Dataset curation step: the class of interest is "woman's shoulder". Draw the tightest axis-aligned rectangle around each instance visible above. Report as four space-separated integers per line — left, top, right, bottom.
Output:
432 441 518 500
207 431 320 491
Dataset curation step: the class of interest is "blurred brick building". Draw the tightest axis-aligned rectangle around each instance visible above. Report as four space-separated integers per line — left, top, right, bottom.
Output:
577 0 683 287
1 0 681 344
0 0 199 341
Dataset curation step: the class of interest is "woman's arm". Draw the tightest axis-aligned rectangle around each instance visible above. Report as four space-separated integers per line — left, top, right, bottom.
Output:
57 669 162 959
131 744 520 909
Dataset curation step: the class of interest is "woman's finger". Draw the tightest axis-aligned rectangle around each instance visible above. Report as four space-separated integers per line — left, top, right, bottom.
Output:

# INSTRUCTIONS TO FOLLOW
If a line in the records contains "above", report it.

# SOLVED EXERCISE
Dataset curation step: the class of interest is "woman's shoulder". Draw the tightest axis-aligned rectangle around each instance visible above. Report as four space-separated integers per line — left, top, right, bottom.
Dataset curation step: the class of interest is "blurred brick building". Draw the tightest axis-aligned rectangle around each instance visible above. Report as four space-separated integers per line — left, top, right, bottom.
Dataset curation step: the class of interest is "woman's arm". Draw the tightest axis-aligned rectangle around each instance visible above. Report as four space-separated integers per line — left, top, right, bottom.
Dataset curation step: the class of interest is "woman's finger". Draw the tightest axis-aligned rectangle around each instance visible above. Report as four space-separated integers per line — left, top, right, bottom.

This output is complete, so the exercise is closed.